## DO WYKONANIA
Zaktualizuj wiersze od tego z „target: blue sign” do końca wpisów włącznie: zamień „even-odd rule” na „nonzero rule” i przepisz te wiersze, nie zmieniając niczego poza tym.
※
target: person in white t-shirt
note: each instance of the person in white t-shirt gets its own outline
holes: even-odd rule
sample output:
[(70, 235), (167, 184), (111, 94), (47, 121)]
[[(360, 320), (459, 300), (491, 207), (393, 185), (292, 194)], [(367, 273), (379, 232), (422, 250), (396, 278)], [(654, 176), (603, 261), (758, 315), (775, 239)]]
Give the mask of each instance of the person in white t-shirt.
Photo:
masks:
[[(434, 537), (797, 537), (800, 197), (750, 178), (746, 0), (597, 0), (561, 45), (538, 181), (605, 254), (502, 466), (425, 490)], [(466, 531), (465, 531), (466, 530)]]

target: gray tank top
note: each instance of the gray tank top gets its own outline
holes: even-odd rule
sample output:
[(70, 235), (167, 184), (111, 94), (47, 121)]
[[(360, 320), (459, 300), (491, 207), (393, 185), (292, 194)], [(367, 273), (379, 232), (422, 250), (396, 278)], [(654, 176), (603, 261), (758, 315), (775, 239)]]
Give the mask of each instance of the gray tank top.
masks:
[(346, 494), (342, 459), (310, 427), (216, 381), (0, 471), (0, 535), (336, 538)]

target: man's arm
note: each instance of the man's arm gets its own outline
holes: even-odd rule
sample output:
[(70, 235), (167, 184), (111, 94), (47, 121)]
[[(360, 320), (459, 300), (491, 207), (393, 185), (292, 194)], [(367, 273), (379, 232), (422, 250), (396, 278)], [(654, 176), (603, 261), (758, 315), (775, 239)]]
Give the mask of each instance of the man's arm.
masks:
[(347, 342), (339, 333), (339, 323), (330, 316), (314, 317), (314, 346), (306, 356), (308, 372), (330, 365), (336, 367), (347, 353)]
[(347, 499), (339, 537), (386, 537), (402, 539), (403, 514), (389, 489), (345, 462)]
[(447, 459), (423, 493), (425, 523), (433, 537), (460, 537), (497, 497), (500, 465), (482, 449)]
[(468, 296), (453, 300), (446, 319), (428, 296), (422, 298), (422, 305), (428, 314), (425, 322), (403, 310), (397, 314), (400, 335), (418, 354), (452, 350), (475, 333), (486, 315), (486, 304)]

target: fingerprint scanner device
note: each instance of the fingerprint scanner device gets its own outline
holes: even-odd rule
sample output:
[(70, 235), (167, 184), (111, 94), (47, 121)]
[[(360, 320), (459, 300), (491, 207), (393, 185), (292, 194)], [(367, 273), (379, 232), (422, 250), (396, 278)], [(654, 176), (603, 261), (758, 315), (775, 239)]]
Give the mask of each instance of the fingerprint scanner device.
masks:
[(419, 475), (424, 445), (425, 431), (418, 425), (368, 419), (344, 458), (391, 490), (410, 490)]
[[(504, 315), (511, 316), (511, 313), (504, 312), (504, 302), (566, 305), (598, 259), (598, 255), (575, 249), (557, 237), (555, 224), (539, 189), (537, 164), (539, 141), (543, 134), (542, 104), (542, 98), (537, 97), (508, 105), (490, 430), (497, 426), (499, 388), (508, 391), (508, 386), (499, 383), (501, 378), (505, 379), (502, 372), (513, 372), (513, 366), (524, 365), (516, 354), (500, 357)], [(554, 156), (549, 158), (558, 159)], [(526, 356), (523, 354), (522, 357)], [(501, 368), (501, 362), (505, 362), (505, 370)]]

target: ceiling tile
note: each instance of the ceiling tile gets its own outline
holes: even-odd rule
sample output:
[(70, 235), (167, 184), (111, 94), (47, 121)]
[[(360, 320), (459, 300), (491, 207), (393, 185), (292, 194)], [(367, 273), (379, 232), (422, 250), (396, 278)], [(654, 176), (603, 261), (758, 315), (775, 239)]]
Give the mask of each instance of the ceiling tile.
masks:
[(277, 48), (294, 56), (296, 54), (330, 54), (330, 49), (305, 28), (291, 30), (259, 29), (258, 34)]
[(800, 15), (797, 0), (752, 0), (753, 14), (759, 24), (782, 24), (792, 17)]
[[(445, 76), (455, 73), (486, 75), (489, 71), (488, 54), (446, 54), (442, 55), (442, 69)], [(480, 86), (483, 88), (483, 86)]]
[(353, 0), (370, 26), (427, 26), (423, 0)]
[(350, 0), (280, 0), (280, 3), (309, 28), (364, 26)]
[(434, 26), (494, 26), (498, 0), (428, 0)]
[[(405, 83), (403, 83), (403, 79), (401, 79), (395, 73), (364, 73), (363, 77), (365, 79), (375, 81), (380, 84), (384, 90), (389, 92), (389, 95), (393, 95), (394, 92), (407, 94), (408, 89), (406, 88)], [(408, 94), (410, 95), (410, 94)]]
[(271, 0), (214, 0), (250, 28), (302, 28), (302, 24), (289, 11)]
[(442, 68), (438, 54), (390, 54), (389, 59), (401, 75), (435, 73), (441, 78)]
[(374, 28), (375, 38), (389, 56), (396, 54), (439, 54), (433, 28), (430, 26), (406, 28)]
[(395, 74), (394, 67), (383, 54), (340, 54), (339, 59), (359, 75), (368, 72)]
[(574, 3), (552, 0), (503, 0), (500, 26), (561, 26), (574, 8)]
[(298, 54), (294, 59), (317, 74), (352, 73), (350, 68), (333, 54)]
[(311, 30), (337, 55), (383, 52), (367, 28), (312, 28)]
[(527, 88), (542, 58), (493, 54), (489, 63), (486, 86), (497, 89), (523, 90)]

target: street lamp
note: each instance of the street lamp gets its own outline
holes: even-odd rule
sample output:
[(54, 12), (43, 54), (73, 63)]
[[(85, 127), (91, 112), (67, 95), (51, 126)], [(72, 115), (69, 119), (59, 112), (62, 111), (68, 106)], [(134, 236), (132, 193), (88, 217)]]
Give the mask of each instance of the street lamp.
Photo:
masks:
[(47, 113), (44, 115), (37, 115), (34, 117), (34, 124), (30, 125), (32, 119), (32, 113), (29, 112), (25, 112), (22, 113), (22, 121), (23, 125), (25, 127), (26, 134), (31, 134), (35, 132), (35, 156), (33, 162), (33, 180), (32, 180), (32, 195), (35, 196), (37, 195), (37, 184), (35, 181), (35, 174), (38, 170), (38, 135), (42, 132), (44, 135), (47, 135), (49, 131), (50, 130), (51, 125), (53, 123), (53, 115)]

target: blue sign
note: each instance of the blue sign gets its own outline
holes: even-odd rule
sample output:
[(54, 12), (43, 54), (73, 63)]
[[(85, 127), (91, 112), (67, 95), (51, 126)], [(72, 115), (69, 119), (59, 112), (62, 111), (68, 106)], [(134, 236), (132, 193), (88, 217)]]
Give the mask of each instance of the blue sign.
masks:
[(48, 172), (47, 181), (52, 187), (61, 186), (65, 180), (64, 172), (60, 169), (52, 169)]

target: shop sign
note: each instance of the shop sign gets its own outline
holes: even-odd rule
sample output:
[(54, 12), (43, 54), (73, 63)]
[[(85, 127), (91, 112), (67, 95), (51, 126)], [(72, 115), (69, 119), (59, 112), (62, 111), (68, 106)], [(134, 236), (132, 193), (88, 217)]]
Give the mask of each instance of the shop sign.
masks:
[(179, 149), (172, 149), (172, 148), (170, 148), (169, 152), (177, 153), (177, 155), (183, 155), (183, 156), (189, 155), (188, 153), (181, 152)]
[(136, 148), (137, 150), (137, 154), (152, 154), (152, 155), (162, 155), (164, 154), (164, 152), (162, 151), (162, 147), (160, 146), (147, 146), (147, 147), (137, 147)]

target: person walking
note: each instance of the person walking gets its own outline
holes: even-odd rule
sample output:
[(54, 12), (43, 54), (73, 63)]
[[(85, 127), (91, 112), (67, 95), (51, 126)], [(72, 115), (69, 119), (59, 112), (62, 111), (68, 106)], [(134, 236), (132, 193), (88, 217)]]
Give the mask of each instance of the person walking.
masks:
※
## WYNIK PONIŻEJ
target: blue sign
note: each instance of the blue sign gets its own outline
holes: nonzero rule
sample output:
[(54, 12), (43, 54), (73, 63)]
[[(85, 127), (91, 112), (67, 95), (51, 126)], [(72, 115), (69, 119), (59, 112), (62, 111), (68, 106)], [(134, 236), (132, 193), (88, 217)]]
Give the mask of each instance of the blue sign.
masks:
[(48, 172), (47, 181), (52, 187), (61, 186), (65, 180), (64, 172), (60, 169), (52, 169)]

target: shop sign
note: each instance of the shop sign gets its own outline
holes: nonzero rule
sample output:
[(54, 12), (43, 54), (73, 63)]
[[(85, 127), (91, 112), (67, 95), (51, 126)], [(72, 115), (69, 119), (59, 112), (62, 111), (68, 106)], [(134, 236), (132, 193), (88, 217)]]
Give the mask of each instance of the shop sign.
masks:
[(179, 149), (172, 149), (172, 148), (170, 148), (169, 152), (177, 153), (177, 155), (183, 155), (183, 156), (189, 155), (188, 153), (181, 152)]
[(136, 148), (137, 150), (137, 154), (152, 154), (152, 155), (162, 155), (164, 154), (164, 152), (162, 151), (162, 147), (160, 146), (147, 146), (147, 147), (137, 147)]

target: person walking
note: each instance of the person walking gets its own outline
holes: nonzero rule
sample output:
[(54, 12), (43, 54), (73, 63)]
[[(85, 127), (91, 112), (67, 95), (51, 126)], [(72, 115), (69, 119), (59, 112), (62, 111), (68, 106)], [(134, 236), (132, 193), (88, 217)]]
Give the mask of each instance of the person walking.
masks:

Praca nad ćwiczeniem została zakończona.